◆ **To be done**
Render the listing below as a Markdown table, from the line with "Drop a pin on every instance of the shrub" through the last line of the listing, with a Row column numbering each line and an Entry column holding the line itself; leave out blank lines.

-=-=-=-=-

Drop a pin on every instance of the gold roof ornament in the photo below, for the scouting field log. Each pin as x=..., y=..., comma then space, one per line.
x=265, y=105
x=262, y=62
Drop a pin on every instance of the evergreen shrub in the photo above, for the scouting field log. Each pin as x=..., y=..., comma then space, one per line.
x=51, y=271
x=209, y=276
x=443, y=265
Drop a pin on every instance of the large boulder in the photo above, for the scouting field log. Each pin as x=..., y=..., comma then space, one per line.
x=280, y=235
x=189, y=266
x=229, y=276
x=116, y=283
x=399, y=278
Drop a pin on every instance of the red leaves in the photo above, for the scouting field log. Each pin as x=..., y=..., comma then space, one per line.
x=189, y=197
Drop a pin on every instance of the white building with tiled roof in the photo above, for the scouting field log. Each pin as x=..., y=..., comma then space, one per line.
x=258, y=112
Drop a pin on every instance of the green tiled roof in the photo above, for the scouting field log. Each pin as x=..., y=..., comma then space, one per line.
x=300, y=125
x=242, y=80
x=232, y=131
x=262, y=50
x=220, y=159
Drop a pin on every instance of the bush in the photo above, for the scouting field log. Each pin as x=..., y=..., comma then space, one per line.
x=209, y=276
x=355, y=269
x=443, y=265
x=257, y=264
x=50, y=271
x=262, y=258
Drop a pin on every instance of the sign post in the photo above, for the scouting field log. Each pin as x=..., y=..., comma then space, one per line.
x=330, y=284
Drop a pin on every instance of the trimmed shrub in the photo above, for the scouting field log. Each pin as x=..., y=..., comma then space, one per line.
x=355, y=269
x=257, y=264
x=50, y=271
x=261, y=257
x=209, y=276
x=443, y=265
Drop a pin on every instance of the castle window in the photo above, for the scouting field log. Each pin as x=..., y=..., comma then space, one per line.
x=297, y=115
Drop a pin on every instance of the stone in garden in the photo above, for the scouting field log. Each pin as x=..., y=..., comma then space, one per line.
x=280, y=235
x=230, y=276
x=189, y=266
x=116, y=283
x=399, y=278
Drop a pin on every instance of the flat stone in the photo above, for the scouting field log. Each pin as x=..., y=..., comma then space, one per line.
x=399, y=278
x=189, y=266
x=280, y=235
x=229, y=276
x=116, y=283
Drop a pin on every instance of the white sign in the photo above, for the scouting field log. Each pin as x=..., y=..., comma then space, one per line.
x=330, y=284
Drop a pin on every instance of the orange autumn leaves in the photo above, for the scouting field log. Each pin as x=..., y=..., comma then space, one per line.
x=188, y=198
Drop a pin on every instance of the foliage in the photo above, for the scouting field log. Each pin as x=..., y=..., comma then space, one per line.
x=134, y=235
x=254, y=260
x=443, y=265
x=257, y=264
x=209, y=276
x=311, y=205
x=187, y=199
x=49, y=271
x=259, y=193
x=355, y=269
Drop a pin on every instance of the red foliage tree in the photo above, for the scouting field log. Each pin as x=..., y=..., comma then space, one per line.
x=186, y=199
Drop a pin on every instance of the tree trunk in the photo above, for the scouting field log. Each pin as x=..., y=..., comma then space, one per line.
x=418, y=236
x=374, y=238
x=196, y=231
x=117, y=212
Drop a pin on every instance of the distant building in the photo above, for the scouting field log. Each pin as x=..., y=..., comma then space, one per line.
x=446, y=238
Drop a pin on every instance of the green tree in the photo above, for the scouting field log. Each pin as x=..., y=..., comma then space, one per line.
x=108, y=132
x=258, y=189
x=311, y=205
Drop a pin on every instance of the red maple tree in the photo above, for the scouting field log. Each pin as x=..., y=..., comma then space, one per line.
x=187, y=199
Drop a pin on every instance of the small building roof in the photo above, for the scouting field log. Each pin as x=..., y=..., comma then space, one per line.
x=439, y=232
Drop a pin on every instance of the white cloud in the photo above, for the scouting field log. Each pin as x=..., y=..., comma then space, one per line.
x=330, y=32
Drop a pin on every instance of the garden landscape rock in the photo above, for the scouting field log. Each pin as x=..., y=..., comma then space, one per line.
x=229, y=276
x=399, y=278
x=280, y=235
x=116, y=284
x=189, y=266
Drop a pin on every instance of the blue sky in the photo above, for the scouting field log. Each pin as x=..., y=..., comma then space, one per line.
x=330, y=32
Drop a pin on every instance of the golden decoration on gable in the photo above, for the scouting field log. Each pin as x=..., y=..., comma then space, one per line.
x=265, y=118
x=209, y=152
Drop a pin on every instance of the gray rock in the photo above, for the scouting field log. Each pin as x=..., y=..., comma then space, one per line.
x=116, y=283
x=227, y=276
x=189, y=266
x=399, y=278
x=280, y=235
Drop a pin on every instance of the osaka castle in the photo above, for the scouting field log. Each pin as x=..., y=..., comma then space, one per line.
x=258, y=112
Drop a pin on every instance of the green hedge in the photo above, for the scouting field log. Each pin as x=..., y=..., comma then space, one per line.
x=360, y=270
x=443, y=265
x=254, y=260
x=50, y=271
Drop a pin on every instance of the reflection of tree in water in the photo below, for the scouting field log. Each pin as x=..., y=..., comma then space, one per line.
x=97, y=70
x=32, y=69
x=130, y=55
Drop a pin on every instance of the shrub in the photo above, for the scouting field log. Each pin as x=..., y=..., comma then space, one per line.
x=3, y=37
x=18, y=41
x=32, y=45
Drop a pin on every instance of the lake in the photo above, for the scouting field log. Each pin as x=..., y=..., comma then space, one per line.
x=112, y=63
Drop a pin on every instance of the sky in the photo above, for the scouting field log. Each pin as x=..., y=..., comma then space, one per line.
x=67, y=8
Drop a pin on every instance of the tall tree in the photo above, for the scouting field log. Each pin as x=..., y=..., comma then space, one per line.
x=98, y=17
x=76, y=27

-=-=-=-=-

◆ **Solution for this problem**
| Row | Entry |
|---|---|
| 1 | Drop a pin on every instance of the shrub in the photo above, for the scouting field log. Each pin as x=..., y=..., comma then space, one per line. |
| 2 | x=3, y=37 |
| 3 | x=18, y=41 |
| 4 | x=32, y=45 |
| 5 | Drop a pin on every instance of the lake in the photo above, for the scouting field log. Each pin as x=..., y=..., comma then space, one per line. |
| 6 | x=112, y=63 |
| 7 | Drop a pin on every instance of the sky in the photo above, for the scouting field log. Each pin as x=..., y=..., comma then space, one per line. |
| 8 | x=67, y=8 |
| 9 | Drop a pin on every instance of the tall tree in the photo above, for the scouting field log. Each pin as x=..., y=..., comma then space, one per line. |
| 10 | x=98, y=17 |
| 11 | x=76, y=27 |